[Opening DATA IN THIS EXERCISE section]

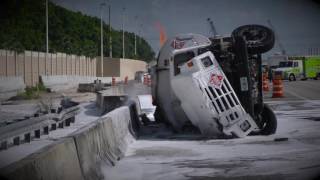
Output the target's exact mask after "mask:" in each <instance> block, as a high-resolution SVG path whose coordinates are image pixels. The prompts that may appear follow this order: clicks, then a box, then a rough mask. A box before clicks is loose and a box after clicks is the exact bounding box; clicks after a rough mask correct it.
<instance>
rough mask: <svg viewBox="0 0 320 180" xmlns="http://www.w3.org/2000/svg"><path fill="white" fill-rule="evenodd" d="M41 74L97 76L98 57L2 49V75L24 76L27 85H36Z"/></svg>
mask: <svg viewBox="0 0 320 180" xmlns="http://www.w3.org/2000/svg"><path fill="white" fill-rule="evenodd" d="M40 75H49V76H50V75H70V76H96V58H88V57H85V56H75V55H67V54H63V53H56V54H52V53H49V54H48V57H47V58H46V53H43V52H35V51H25V52H24V53H19V54H18V53H16V52H13V51H8V50H0V76H7V77H8V76H22V77H23V78H24V82H25V84H26V85H27V86H35V85H36V84H37V83H38V82H39V76H40Z"/></svg>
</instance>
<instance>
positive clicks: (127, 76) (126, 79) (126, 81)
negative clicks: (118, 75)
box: [124, 76, 128, 84]
mask: <svg viewBox="0 0 320 180" xmlns="http://www.w3.org/2000/svg"><path fill="white" fill-rule="evenodd" d="M124 84H128V76H126V77H125V78H124Z"/></svg>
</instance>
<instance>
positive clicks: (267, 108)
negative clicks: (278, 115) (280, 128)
mask: <svg viewBox="0 0 320 180" xmlns="http://www.w3.org/2000/svg"><path fill="white" fill-rule="evenodd" d="M261 115H262V123H263V126H262V129H261V131H260V134H262V135H271V134H274V133H275V132H276V130H277V118H276V116H275V114H274V112H273V111H272V109H271V108H270V107H269V106H268V105H267V104H264V106H263V111H262V114H261Z"/></svg>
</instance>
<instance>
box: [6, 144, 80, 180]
mask: <svg viewBox="0 0 320 180" xmlns="http://www.w3.org/2000/svg"><path fill="white" fill-rule="evenodd" d="M0 176H2V177H4V178H7V179H14V180H24V179H32V180H42V179H46V180H56V179H59V180H83V179H84V178H83V176H82V172H81V169H80V166H79V160H78V156H77V150H76V147H75V144H74V141H73V139H72V138H66V139H62V140H60V141H58V142H55V143H54V144H52V145H49V146H47V147H45V148H43V149H41V150H40V151H38V152H36V153H34V154H32V155H30V156H28V157H26V158H24V159H22V160H20V161H18V162H15V163H13V164H11V165H9V166H7V167H4V168H2V169H0Z"/></svg>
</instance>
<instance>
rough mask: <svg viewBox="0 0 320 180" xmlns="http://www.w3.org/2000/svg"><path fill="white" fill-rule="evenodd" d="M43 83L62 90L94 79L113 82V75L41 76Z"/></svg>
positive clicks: (88, 81) (53, 87) (56, 89)
mask: <svg viewBox="0 0 320 180" xmlns="http://www.w3.org/2000/svg"><path fill="white" fill-rule="evenodd" d="M40 78H41V81H42V82H43V84H44V85H45V86H46V87H47V88H49V89H51V90H52V91H61V90H66V89H71V88H78V85H79V84H80V83H93V82H94V80H96V79H97V78H98V79H101V81H102V83H111V77H103V78H101V77H93V76H60V75H57V76H46V75H41V76H40Z"/></svg>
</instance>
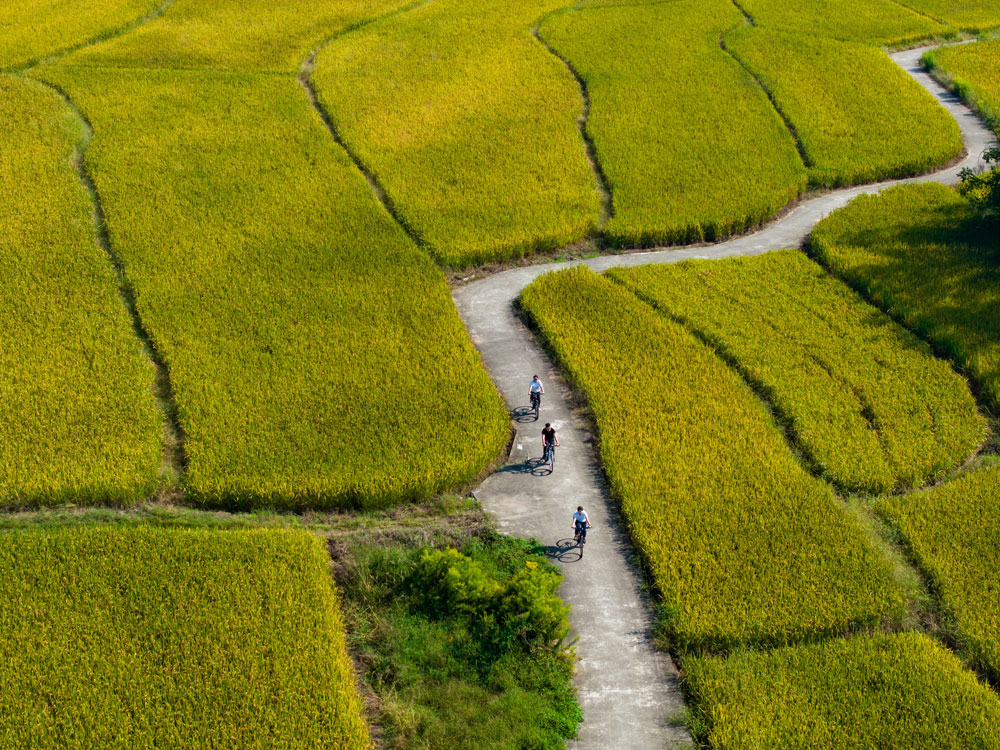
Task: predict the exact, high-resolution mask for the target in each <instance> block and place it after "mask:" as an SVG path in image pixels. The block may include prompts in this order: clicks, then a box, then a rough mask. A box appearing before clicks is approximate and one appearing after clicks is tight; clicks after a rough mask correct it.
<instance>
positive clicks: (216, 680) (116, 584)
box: [0, 527, 370, 750]
mask: <svg viewBox="0 0 1000 750" xmlns="http://www.w3.org/2000/svg"><path fill="white" fill-rule="evenodd" d="M0 572H2V575H0V629H2V631H3V633H4V637H3V639H0V681H2V683H3V685H4V686H5V689H4V690H3V691H0V716H3V721H2V722H0V744H2V745H3V746H4V747H23V748H27V747H30V748H35V749H36V750H46V749H47V748H66V747H93V748H97V747H100V748H125V747H128V748H161V747H205V748H207V747H239V748H248V749H253V748H275V747H281V748H289V750H291V749H293V748H303V749H304V748H315V747H328V748H342V749H343V750H361V749H362V748H366V747H369V746H370V740H369V738H368V730H367V727H366V726H365V723H364V720H363V719H362V717H361V701H360V699H359V697H358V695H357V692H356V689H355V685H354V676H353V673H352V671H351V665H350V661H349V659H348V657H347V653H346V649H345V646H344V633H343V626H342V620H341V614H340V611H339V605H338V601H337V596H336V593H335V590H334V587H333V583H332V580H331V577H330V571H329V557H328V556H327V553H326V550H325V548H324V547H323V545H322V543H321V542H320V541H319V540H318V539H316V538H314V537H312V536H311V535H309V534H307V533H304V532H299V531H287V530H271V531H243V532H240V531H227V532H222V531H216V532H212V531H191V530H178V529H172V530H167V529H152V528H143V527H139V528H132V529H110V528H96V529H66V530H62V531H48V532H14V533H5V534H2V535H0Z"/></svg>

[Closing DATA IN THIS EXERCISE section]

**WHAT THE EXERCISE ASKS**
The answer must be the full set of records, repeated exactly, with no pictures.

**YOUR RESPONSE**
Output the target's exact mask after "mask:" in each <instance> block, as a high-resolution SVG path whose coordinates are image pixels. The prompts that may appear follow this order: clicks, then a box, then a rough mask. A box before clicks is loose and a box after clicks is the exact bounding box; clicks after a rough mask correct it.
<instance>
rough mask: <svg viewBox="0 0 320 180" xmlns="http://www.w3.org/2000/svg"><path fill="white" fill-rule="evenodd" d="M41 74L97 76L98 57L2 49V75L24 76L27 85H36Z"/></svg>
mask: <svg viewBox="0 0 320 180" xmlns="http://www.w3.org/2000/svg"><path fill="white" fill-rule="evenodd" d="M40 75H49V76H50V75H70V76H96V58H88V57H85V56H75V55H67V54H63V53H56V54H52V53H49V54H48V57H47V58H46V53H43V52H35V51H25V52H24V53H19V54H18V53H16V52H13V51H8V50H0V76H7V77H8V76H22V77H23V78H24V82H25V84H26V85H27V86H35V85H36V84H37V83H38V82H39V76H40Z"/></svg>
</instance>
<instance>
positive clicks: (127, 76) (126, 79) (126, 81)
negative clicks: (118, 75)
box: [124, 76, 128, 84]
mask: <svg viewBox="0 0 320 180" xmlns="http://www.w3.org/2000/svg"><path fill="white" fill-rule="evenodd" d="M124 84H128V76H126V77H125V78H124Z"/></svg>
</instance>
<instance>
positive clicks: (267, 108)
negative clicks: (278, 115) (280, 128)
mask: <svg viewBox="0 0 320 180" xmlns="http://www.w3.org/2000/svg"><path fill="white" fill-rule="evenodd" d="M261 115H262V123H263V126H262V129H261V131H260V134H262V135H271V134H274V133H275V132H276V130H277V118H276V116H275V114H274V112H273V111H272V109H271V108H270V107H269V106H268V105H267V104H264V106H263V111H262V114H261Z"/></svg>
</instance>
<instance>
box: [6, 144, 80, 180]
mask: <svg viewBox="0 0 320 180" xmlns="http://www.w3.org/2000/svg"><path fill="white" fill-rule="evenodd" d="M0 176H2V177H4V178H7V179H14V180H24V179H32V180H42V179H46V180H56V179H59V180H83V179H84V178H83V176H82V172H81V169H80V166H79V160H78V156H77V150H76V147H75V144H74V141H73V139H72V138H66V139H62V140H60V141H58V142H55V143H54V144H52V145H49V146H47V147H45V148H43V149H41V150H40V151H38V152H36V153H34V154H32V155H30V156H28V157H26V158H24V159H22V160H20V161H18V162H15V163H13V164H11V165H9V166H7V167H4V168H2V169H0Z"/></svg>
</instance>
<instance>
rough mask: <svg viewBox="0 0 320 180" xmlns="http://www.w3.org/2000/svg"><path fill="white" fill-rule="evenodd" d="M43 83L62 90L94 79L113 82V75L41 76Z"/></svg>
positive clicks: (88, 81) (53, 87) (56, 89)
mask: <svg viewBox="0 0 320 180" xmlns="http://www.w3.org/2000/svg"><path fill="white" fill-rule="evenodd" d="M40 78H41V81H42V82H43V84H44V85H45V86H46V87H47V88H49V89H51V90H52V91H61V90H66V89H71V88H78V85H79V84H80V83H93V82H94V80H96V79H97V78H98V79H101V81H102V83H111V77H103V78H101V77H93V76H60V75H57V76H46V75H41V76H40Z"/></svg>
</instance>
Task: predict the exact, high-resolution mask for the target in each <instance> block and place it after "mask:" as an SVG path in image pixels. The block may include prompts in this order: clicks, then a box, then a rough mask. A box appearing before clicks is approximate and one appearing after clicks is tight; clicks after a rough mask correct it.
<instance>
positive clicks: (216, 680) (116, 584)
box: [0, 527, 370, 750]
mask: <svg viewBox="0 0 1000 750" xmlns="http://www.w3.org/2000/svg"><path fill="white" fill-rule="evenodd" d="M0 572H2V575H0V629H2V631H3V633H4V637H3V639H0V681H2V683H3V685H4V686H5V689H4V690H3V691H0V716H3V721H2V722H0V744H2V745H3V746H4V747H23V748H27V747H30V748H35V749H36V750H46V749H47V748H66V747H93V748H97V747H100V748H125V747H128V748H161V747H205V748H207V747H239V748H248V749H253V748H275V747H281V748H289V750H291V749H293V748H303V749H304V748H315V747H328V748H342V749H343V750H361V749H362V748H366V747H369V746H370V740H369V738H368V730H367V727H366V726H365V723H364V720H363V719H362V717H361V701H360V699H359V697H358V695H357V692H356V689H355V685H354V676H353V673H352V671H351V665H350V661H349V659H348V657H347V653H346V649H345V646H344V633H343V626H342V620H341V614H340V611H339V605H338V601H337V596H336V593H335V590H334V587H333V583H332V580H331V577H330V571H329V557H328V556H327V553H326V550H325V548H324V547H323V545H322V543H321V542H320V541H319V540H318V539H316V538H314V537H312V536H311V535H309V534H307V533H304V532H299V531H287V530H271V531H243V532H240V531H227V532H222V531H216V532H212V531H191V530H178V529H172V530H167V529H152V528H143V527H139V528H132V529H110V528H96V529H66V530H62V531H48V532H14V533H5V534H2V535H0Z"/></svg>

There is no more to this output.